---------- SELECTED EXTRACT

I think if you are starting, a regular old propane torch will
work on silver

If you are talking about the Bernomatic propane torches from a
hardware store, I wouldn’t recommend it. My first "cheap torch"
was the Bernomatic propane and oxygen setup and I couldn’t solder
a dang thing with it! I think the flame was too dirty to use.
As if soldering wasn’t frustrating enough. So I went back to
what I learned on: acetylene. After $99 for the Smith
acetylene/air torch kit and $75 (refundable deposit) for the
acetylene tank, it only costs about $15 to refill, which after a
year of use I am still only half way through the tank.

For a “cheap flex shaft”, I like the Dremel that comes with a
flex shaft attachment. Not as powerful as a Foredom, but I’ve
never had a project where that was a problem.

Good luck to you, Cindi :slight_smile:

Jill
@jandr
http://members.tripod.com/~jilk


#2

Jill, Richard, Cindi:

Thanks for the feedback on the propane torch. I have to say I
haven’t used one for this, but the price ($10, maybe $5 at a yard
sale) is absolutely right. You could also get a little pencil
tourch that takes butane for $8 at Big Lots and various other
places, or the micronox at Radio Shack or the Blazer. The last
two would have a little, hot flame and have been mentioned on
this list by some craftspersons. I’m sure theprestolite of
similar could be better, but I was thinking of severe economies.
Other ideas, people?

--------------------
---------- SUPPLIED INFORMATION

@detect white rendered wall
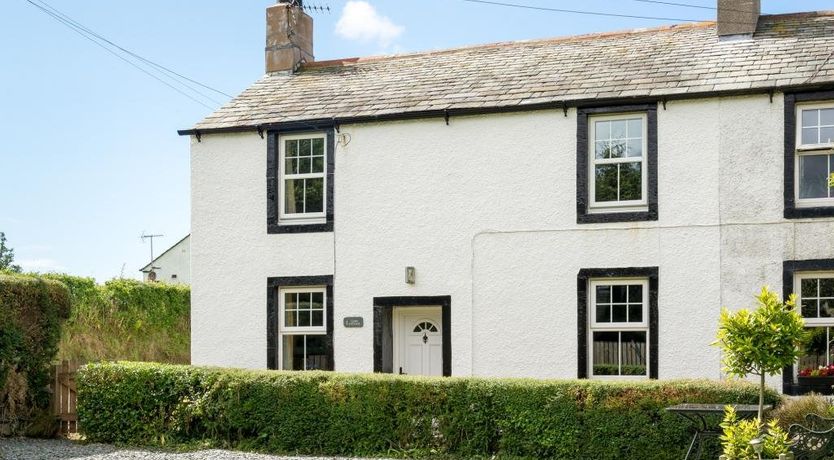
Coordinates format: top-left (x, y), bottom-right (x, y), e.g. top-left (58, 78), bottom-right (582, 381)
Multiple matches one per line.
top-left (142, 236), bottom-right (191, 284)
top-left (192, 95), bottom-right (834, 386)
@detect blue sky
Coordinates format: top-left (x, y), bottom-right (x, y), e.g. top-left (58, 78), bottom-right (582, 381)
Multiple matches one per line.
top-left (0, 0), bottom-right (834, 281)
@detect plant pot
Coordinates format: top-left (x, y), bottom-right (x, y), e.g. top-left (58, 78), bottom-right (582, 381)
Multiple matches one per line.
top-left (718, 452), bottom-right (793, 460)
top-left (796, 376), bottom-right (834, 395)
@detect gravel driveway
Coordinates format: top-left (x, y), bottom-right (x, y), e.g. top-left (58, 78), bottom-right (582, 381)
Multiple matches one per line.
top-left (0, 438), bottom-right (370, 460)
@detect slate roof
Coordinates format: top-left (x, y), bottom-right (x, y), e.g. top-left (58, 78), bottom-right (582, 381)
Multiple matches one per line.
top-left (188, 11), bottom-right (834, 130)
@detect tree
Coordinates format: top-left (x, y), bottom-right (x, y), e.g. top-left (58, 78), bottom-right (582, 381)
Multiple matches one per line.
top-left (0, 232), bottom-right (20, 273)
top-left (716, 287), bottom-right (806, 421)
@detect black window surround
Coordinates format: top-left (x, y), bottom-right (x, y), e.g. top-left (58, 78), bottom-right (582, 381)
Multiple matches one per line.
top-left (576, 103), bottom-right (658, 224)
top-left (374, 296), bottom-right (452, 377)
top-left (266, 123), bottom-right (336, 233)
top-left (266, 275), bottom-right (335, 371)
top-left (576, 267), bottom-right (660, 379)
top-left (782, 259), bottom-right (834, 395)
top-left (784, 91), bottom-right (834, 219)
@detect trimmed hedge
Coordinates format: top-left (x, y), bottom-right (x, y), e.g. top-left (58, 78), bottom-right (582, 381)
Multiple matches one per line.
top-left (0, 275), bottom-right (70, 434)
top-left (78, 362), bottom-right (779, 460)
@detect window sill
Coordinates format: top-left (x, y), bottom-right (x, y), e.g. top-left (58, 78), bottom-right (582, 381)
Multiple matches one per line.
top-left (576, 208), bottom-right (657, 224)
top-left (785, 204), bottom-right (834, 219)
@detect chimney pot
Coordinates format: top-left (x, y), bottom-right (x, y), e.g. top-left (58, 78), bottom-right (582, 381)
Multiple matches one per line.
top-left (265, 0), bottom-right (314, 73)
top-left (718, 0), bottom-right (762, 38)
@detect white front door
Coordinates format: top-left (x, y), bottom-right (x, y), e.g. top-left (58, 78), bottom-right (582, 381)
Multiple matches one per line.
top-left (393, 307), bottom-right (443, 376)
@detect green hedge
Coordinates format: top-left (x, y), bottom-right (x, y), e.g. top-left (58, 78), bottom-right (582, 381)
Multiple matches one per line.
top-left (78, 363), bottom-right (779, 460)
top-left (43, 274), bottom-right (191, 364)
top-left (0, 275), bottom-right (70, 434)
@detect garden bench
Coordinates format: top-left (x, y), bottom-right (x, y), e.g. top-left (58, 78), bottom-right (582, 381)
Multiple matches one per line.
top-left (788, 414), bottom-right (834, 460)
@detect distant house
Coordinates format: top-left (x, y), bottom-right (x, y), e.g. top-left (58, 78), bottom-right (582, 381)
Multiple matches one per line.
top-left (141, 233), bottom-right (191, 285)
top-left (180, 0), bottom-right (834, 393)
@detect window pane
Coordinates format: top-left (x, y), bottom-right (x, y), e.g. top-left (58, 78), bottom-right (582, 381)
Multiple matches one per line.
top-left (605, 141), bottom-right (626, 158)
top-left (620, 331), bottom-right (647, 375)
top-left (611, 120), bottom-right (626, 139)
top-left (820, 127), bottom-right (834, 144)
top-left (626, 139), bottom-right (643, 158)
top-left (820, 278), bottom-right (834, 297)
top-left (628, 284), bottom-right (643, 303)
top-left (799, 327), bottom-right (831, 372)
top-left (611, 304), bottom-right (628, 323)
top-left (311, 157), bottom-right (324, 173)
top-left (800, 278), bottom-right (818, 298)
top-left (284, 292), bottom-right (297, 310)
top-left (284, 179), bottom-right (304, 214)
top-left (298, 158), bottom-right (313, 174)
top-left (799, 155), bottom-right (828, 198)
top-left (628, 303), bottom-right (643, 323)
top-left (802, 109), bottom-right (819, 128)
top-left (620, 163), bottom-right (643, 201)
top-left (304, 179), bottom-right (324, 212)
top-left (628, 118), bottom-right (643, 138)
top-left (284, 140), bottom-right (298, 157)
top-left (284, 310), bottom-right (298, 327)
top-left (594, 121), bottom-right (611, 141)
top-left (313, 138), bottom-right (324, 155)
top-left (597, 286), bottom-right (611, 303)
top-left (298, 139), bottom-right (312, 157)
top-left (611, 284), bottom-right (628, 303)
top-left (820, 109), bottom-right (834, 126)
top-left (593, 332), bottom-right (620, 375)
top-left (802, 128), bottom-right (819, 144)
top-left (597, 304), bottom-right (611, 323)
top-left (594, 165), bottom-right (617, 202)
top-left (284, 158), bottom-right (298, 174)
top-left (305, 335), bottom-right (329, 371)
top-left (281, 335), bottom-right (304, 371)
top-left (312, 292), bottom-right (324, 310)
top-left (802, 299), bottom-right (817, 318)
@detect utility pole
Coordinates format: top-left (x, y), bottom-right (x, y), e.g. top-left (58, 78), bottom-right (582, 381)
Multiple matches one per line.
top-left (139, 231), bottom-right (165, 269)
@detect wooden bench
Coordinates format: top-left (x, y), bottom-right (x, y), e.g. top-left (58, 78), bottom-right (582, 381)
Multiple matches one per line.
top-left (788, 414), bottom-right (834, 460)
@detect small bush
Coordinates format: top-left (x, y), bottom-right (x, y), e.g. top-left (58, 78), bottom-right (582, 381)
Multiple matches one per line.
top-left (770, 393), bottom-right (834, 430)
top-left (78, 363), bottom-right (779, 460)
top-left (0, 275), bottom-right (70, 434)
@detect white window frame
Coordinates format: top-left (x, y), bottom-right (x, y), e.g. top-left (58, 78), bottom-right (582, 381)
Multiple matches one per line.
top-left (793, 271), bottom-right (834, 327)
top-left (793, 102), bottom-right (834, 208)
top-left (278, 132), bottom-right (330, 224)
top-left (587, 278), bottom-right (651, 380)
top-left (587, 112), bottom-right (649, 214)
top-left (278, 286), bottom-right (327, 371)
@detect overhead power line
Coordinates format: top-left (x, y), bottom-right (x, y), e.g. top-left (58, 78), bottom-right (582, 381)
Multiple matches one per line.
top-left (463, 0), bottom-right (760, 24)
top-left (26, 0), bottom-right (232, 109)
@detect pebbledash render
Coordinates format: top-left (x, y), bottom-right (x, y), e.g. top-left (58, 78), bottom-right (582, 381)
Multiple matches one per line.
top-left (181, 0), bottom-right (834, 393)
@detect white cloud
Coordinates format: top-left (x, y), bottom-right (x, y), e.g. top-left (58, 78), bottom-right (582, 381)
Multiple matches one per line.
top-left (15, 258), bottom-right (65, 272)
top-left (336, 0), bottom-right (405, 47)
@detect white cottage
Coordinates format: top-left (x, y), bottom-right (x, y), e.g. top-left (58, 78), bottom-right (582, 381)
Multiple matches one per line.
top-left (181, 0), bottom-right (834, 392)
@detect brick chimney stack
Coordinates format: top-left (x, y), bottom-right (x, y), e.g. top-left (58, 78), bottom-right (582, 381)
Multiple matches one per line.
top-left (266, 0), bottom-right (314, 73)
top-left (718, 0), bottom-right (762, 38)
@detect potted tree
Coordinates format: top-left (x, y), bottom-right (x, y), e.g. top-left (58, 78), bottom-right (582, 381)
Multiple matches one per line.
top-left (715, 287), bottom-right (806, 460)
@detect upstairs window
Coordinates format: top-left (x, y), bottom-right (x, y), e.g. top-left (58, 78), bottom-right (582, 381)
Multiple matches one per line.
top-left (794, 103), bottom-right (834, 207)
top-left (278, 134), bottom-right (327, 224)
top-left (589, 114), bottom-right (648, 212)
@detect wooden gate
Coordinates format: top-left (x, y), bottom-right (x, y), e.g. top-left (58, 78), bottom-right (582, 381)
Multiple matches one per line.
top-left (52, 361), bottom-right (81, 436)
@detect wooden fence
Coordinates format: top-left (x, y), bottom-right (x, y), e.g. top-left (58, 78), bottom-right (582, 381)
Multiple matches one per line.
top-left (51, 361), bottom-right (81, 436)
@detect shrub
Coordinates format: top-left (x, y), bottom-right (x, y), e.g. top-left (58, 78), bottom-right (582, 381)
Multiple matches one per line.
top-left (78, 363), bottom-right (778, 460)
top-left (0, 275), bottom-right (70, 434)
top-left (770, 393), bottom-right (834, 430)
top-left (44, 274), bottom-right (191, 364)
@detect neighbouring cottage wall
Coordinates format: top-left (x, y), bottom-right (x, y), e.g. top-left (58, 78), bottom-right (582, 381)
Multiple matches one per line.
top-left (142, 237), bottom-right (191, 284)
top-left (192, 94), bottom-right (834, 387)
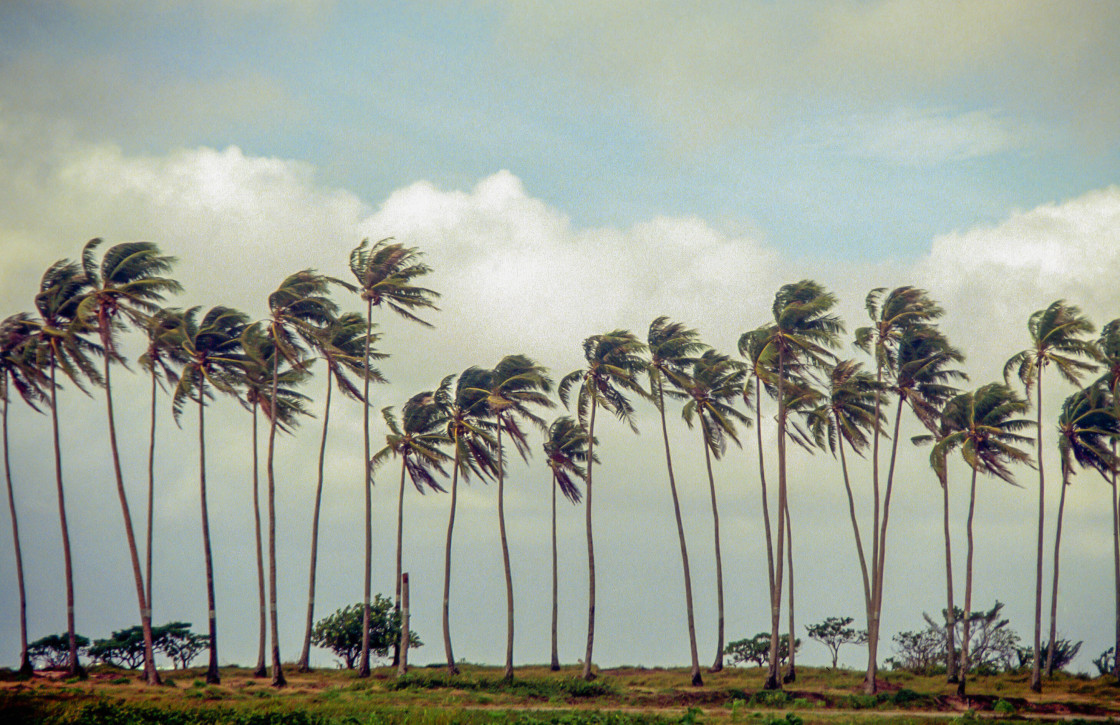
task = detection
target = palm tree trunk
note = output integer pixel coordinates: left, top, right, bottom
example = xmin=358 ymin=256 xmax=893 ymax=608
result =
xmin=103 ymin=356 xmax=159 ymax=685
xmin=265 ymin=365 xmax=287 ymax=687
xmin=0 ymin=373 xmax=34 ymax=678
xmin=444 ymin=427 xmax=459 ymax=675
xmin=296 ymin=369 xmax=334 ymax=672
xmin=357 ymin=299 xmax=373 ymax=677
xmin=253 ymin=401 xmax=269 ymax=677
xmin=497 ymin=419 xmax=513 ymax=681
xmin=550 ymin=472 xmax=560 ymax=672
xmin=956 ymin=468 xmax=977 ymax=697
xmin=1030 ymin=368 xmax=1046 ymax=693
xmin=582 ymin=394 xmax=598 ymax=680
xmin=1046 ymin=471 xmax=1070 ymax=677
xmin=700 ymin=418 xmax=724 ymax=672
xmin=939 ymin=473 xmax=958 ymax=684
xmin=198 ymin=381 xmax=222 ymax=685
xmin=654 ymin=374 xmax=698 ymax=687
xmin=49 ymin=356 xmax=86 ymax=679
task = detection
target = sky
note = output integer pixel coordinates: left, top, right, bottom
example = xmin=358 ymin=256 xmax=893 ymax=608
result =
xmin=0 ymin=0 xmax=1120 ymax=670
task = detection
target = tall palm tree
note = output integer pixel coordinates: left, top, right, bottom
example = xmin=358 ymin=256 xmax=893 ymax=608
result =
xmin=296 ymin=313 xmax=388 ymax=672
xmin=679 ymin=350 xmax=750 ymax=672
xmin=544 ymin=416 xmax=589 ymax=672
xmin=35 ymin=259 xmax=101 ymax=678
xmin=371 ymin=393 xmax=451 ymax=672
xmin=349 ymin=239 xmax=439 ymax=677
xmin=1046 ymin=385 xmax=1120 ymax=677
xmin=78 ymin=239 xmax=181 ymax=685
xmin=171 ymin=306 xmax=249 ymax=684
xmin=646 ymin=315 xmax=704 ymax=687
xmin=1004 ymin=299 xmax=1098 ymax=693
xmin=264 ymin=269 xmax=338 ymax=687
xmin=756 ymin=280 xmax=843 ymax=689
xmin=558 ymin=329 xmax=646 ymax=680
xmin=930 ymin=383 xmax=1032 ymax=697
xmin=470 ymin=355 xmax=556 ymax=680
xmin=137 ymin=309 xmax=186 ymax=627
xmin=0 ymin=313 xmax=47 ymax=678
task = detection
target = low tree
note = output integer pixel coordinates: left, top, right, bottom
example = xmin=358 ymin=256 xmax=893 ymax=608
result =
xmin=805 ymin=616 xmax=867 ymax=669
xmin=311 ymin=594 xmax=423 ymax=670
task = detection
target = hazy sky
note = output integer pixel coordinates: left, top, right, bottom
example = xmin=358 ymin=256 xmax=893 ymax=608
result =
xmin=0 ymin=0 xmax=1120 ymax=669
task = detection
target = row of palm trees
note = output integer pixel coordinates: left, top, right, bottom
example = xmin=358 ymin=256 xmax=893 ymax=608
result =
xmin=0 ymin=240 xmax=1120 ymax=693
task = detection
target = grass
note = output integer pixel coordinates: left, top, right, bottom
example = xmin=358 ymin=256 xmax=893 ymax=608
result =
xmin=0 ymin=664 xmax=1120 ymax=725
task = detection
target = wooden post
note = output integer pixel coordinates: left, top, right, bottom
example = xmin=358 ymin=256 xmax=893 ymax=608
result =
xmin=396 ymin=571 xmax=409 ymax=677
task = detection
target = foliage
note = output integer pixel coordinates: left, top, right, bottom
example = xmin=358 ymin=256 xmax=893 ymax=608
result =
xmin=311 ymin=594 xmax=423 ymax=670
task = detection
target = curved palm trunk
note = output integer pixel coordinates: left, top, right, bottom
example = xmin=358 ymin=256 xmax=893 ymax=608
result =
xmin=265 ymin=365 xmax=287 ymax=687
xmin=582 ymin=394 xmax=597 ymax=680
xmin=296 ymin=370 xmax=334 ymax=672
xmin=444 ymin=428 xmax=459 ymax=675
xmin=50 ymin=356 xmax=86 ymax=679
xmin=649 ymin=375 xmax=698 ymax=687
xmin=2 ymin=373 xmax=34 ymax=678
xmin=253 ymin=401 xmax=269 ymax=677
xmin=1046 ymin=471 xmax=1070 ymax=677
xmin=1025 ymin=376 xmax=1046 ymax=693
xmin=357 ymin=299 xmax=373 ymax=677
xmin=956 ymin=468 xmax=977 ymax=697
xmin=497 ymin=420 xmax=513 ymax=681
xmin=700 ymin=418 xmax=724 ymax=672
xmin=103 ymin=360 xmax=159 ymax=685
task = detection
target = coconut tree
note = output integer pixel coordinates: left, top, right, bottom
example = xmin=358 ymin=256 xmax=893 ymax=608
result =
xmin=1046 ymin=385 xmax=1120 ymax=677
xmin=544 ymin=416 xmax=590 ymax=672
xmin=558 ymin=329 xmax=646 ymax=680
xmin=371 ymin=392 xmax=451 ymax=672
xmin=930 ymin=383 xmax=1032 ymax=697
xmin=1004 ymin=299 xmax=1098 ymax=693
xmin=35 ymin=259 xmax=101 ymax=678
xmin=679 ymin=350 xmax=750 ymax=672
xmin=646 ymin=315 xmax=703 ymax=687
xmin=296 ymin=313 xmax=388 ymax=672
xmin=171 ymin=306 xmax=249 ymax=684
xmin=0 ymin=313 xmax=47 ymax=678
xmin=78 ymin=239 xmax=181 ymax=685
xmin=349 ymin=239 xmax=439 ymax=677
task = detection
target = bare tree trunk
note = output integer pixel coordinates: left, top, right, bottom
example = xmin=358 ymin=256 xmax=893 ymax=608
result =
xmin=582 ymin=392 xmax=597 ymax=680
xmin=654 ymin=373 xmax=694 ymax=687
xmin=102 ymin=358 xmax=159 ymax=685
xmin=1046 ymin=471 xmax=1070 ymax=677
xmin=0 ymin=373 xmax=34 ymax=678
xmin=296 ymin=369 xmax=334 ymax=672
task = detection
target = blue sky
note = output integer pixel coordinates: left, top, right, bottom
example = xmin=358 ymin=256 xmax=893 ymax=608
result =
xmin=0 ymin=0 xmax=1120 ymax=669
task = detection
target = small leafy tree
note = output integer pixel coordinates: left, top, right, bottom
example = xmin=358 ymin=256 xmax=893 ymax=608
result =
xmin=311 ymin=594 xmax=423 ymax=670
xmin=805 ymin=616 xmax=867 ymax=669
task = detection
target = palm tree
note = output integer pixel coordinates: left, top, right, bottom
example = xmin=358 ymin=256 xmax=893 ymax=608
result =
xmin=0 ymin=313 xmax=47 ymax=678
xmin=78 ymin=239 xmax=181 ymax=685
xmin=558 ymin=329 xmax=646 ymax=680
xmin=1004 ymin=299 xmax=1098 ymax=693
xmin=680 ymin=350 xmax=750 ymax=672
xmin=544 ymin=416 xmax=589 ymax=672
xmin=349 ymin=239 xmax=439 ymax=677
xmin=468 ymin=355 xmax=556 ymax=680
xmin=755 ymin=280 xmax=843 ymax=689
xmin=171 ymin=306 xmax=249 ymax=685
xmin=35 ymin=259 xmax=101 ymax=679
xmin=296 ymin=313 xmax=386 ymax=672
xmin=646 ymin=315 xmax=703 ymax=687
xmin=264 ymin=269 xmax=338 ymax=687
xmin=930 ymin=383 xmax=1032 ymax=697
xmin=137 ymin=309 xmax=185 ymax=627
xmin=371 ymin=393 xmax=451 ymax=657
xmin=1046 ymin=385 xmax=1120 ymax=677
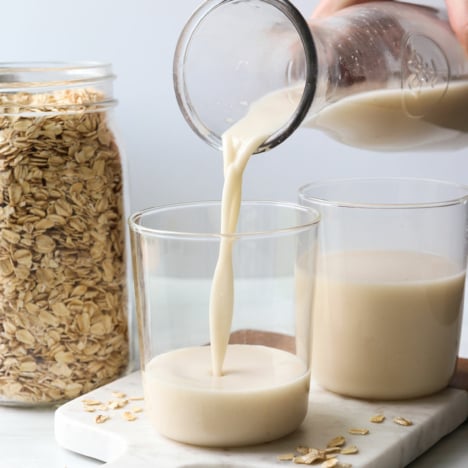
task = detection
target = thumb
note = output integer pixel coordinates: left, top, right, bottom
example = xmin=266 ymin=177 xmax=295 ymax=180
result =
xmin=446 ymin=0 xmax=468 ymax=53
xmin=312 ymin=0 xmax=376 ymax=18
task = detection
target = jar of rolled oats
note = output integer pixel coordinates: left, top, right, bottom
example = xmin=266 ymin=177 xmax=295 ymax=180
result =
xmin=0 ymin=63 xmax=129 ymax=405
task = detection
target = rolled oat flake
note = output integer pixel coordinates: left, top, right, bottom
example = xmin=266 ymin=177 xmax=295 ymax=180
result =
xmin=0 ymin=63 xmax=129 ymax=405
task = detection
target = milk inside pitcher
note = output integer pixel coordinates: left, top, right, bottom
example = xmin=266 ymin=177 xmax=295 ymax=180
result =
xmin=174 ymin=0 xmax=468 ymax=153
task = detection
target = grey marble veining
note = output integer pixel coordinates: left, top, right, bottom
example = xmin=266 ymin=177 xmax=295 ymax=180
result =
xmin=55 ymin=372 xmax=468 ymax=468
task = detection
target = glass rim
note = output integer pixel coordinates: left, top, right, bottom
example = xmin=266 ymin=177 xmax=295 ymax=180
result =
xmin=128 ymin=200 xmax=321 ymax=240
xmin=298 ymin=177 xmax=468 ymax=209
xmin=173 ymin=0 xmax=317 ymax=154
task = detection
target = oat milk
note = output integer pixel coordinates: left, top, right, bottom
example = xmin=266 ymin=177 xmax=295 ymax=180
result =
xmin=312 ymin=251 xmax=465 ymax=399
xmin=143 ymin=90 xmax=310 ymax=446
xmin=144 ymin=345 xmax=309 ymax=447
xmin=304 ymin=81 xmax=468 ymax=151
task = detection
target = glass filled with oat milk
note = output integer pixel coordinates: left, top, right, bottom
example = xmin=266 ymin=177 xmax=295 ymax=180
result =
xmin=174 ymin=0 xmax=468 ymax=152
xmin=299 ymin=178 xmax=468 ymax=399
xmin=130 ymin=202 xmax=319 ymax=447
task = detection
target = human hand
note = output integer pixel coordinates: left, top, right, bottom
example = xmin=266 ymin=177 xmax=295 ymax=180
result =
xmin=312 ymin=0 xmax=468 ymax=52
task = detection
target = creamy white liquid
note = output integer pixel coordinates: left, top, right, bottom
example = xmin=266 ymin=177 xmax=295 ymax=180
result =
xmin=143 ymin=85 xmax=310 ymax=447
xmin=312 ymin=251 xmax=465 ymax=399
xmin=304 ymin=81 xmax=468 ymax=151
xmin=143 ymin=345 xmax=309 ymax=447
xmin=210 ymin=86 xmax=296 ymax=376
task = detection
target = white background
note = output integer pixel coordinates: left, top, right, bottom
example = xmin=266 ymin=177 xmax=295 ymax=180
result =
xmin=0 ymin=0 xmax=468 ymax=211
xmin=0 ymin=0 xmax=468 ymax=468
xmin=0 ymin=0 xmax=468 ymax=352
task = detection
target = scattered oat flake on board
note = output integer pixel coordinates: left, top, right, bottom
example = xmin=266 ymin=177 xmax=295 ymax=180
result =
xmin=340 ymin=445 xmax=359 ymax=455
xmin=320 ymin=458 xmax=339 ymax=468
xmin=94 ymin=414 xmax=110 ymax=424
xmin=324 ymin=447 xmax=341 ymax=455
xmin=369 ymin=413 xmax=385 ymax=424
xmin=296 ymin=445 xmax=310 ymax=455
xmin=81 ymin=398 xmax=102 ymax=406
xmin=348 ymin=427 xmax=369 ymax=435
xmin=293 ymin=448 xmax=325 ymax=465
xmin=122 ymin=411 xmax=138 ymax=421
xmin=107 ymin=400 xmax=128 ymax=409
xmin=327 ymin=436 xmax=346 ymax=447
xmin=393 ymin=416 xmax=413 ymax=426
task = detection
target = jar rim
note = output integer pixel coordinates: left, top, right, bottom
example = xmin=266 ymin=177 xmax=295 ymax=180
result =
xmin=0 ymin=61 xmax=115 ymax=92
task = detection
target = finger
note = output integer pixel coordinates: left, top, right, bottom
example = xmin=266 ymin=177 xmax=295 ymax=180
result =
xmin=312 ymin=0 xmax=374 ymax=18
xmin=446 ymin=0 xmax=468 ymax=52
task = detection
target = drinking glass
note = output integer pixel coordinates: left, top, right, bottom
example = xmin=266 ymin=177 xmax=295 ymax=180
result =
xmin=130 ymin=202 xmax=319 ymax=447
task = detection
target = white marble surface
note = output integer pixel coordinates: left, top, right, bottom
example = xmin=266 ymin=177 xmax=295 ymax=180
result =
xmin=0 ymin=380 xmax=468 ymax=468
xmin=51 ymin=373 xmax=468 ymax=468
xmin=0 ymin=320 xmax=468 ymax=468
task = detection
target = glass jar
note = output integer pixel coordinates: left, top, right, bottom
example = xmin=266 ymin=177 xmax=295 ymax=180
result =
xmin=174 ymin=0 xmax=468 ymax=152
xmin=0 ymin=63 xmax=129 ymax=406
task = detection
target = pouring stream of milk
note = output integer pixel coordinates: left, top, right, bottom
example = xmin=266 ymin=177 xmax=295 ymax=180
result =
xmin=209 ymin=89 xmax=297 ymax=376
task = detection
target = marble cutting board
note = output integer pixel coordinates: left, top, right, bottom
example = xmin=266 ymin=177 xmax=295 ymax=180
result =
xmin=55 ymin=372 xmax=468 ymax=468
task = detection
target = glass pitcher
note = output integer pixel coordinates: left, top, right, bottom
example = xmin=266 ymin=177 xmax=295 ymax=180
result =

--------------------

#### TASK SET:
1 > Rewrite the paragraph of the soldering torch discussion that begins "If you are talking about the Bernomatic" as a short bulleted list that keeps its main facts.
2 > List every dollar amount in the soldering torch discussion, along with what each amount pays for.

#### SOLVED PROBLEMS:
1 >
- Bernomatic propane torches from a hardware store are not recommended.
- The writer's first cheap torch, a Bernomatic propane and oxygen setup, could not solder anything, likely because the flame was too dirty.
- The writer went back to acetylene, the fuel they first learned on.
- The Smith acetylene/air torch kit cost $99, plus a $75 refundable deposit for the tank.
- A refill costs about $15, and after a year of use the tank is only half used.

2 >
- $99: the Smith acetylene/air torch kit
- $75: the refundable deposit for the acetylene tank
- $15: a refill of the acetylene tank (about)
- $10: a propane torch
- $5: a propane torch, possibly, at a yard sale
- $8: a butane pencil torch at Big Lots and other places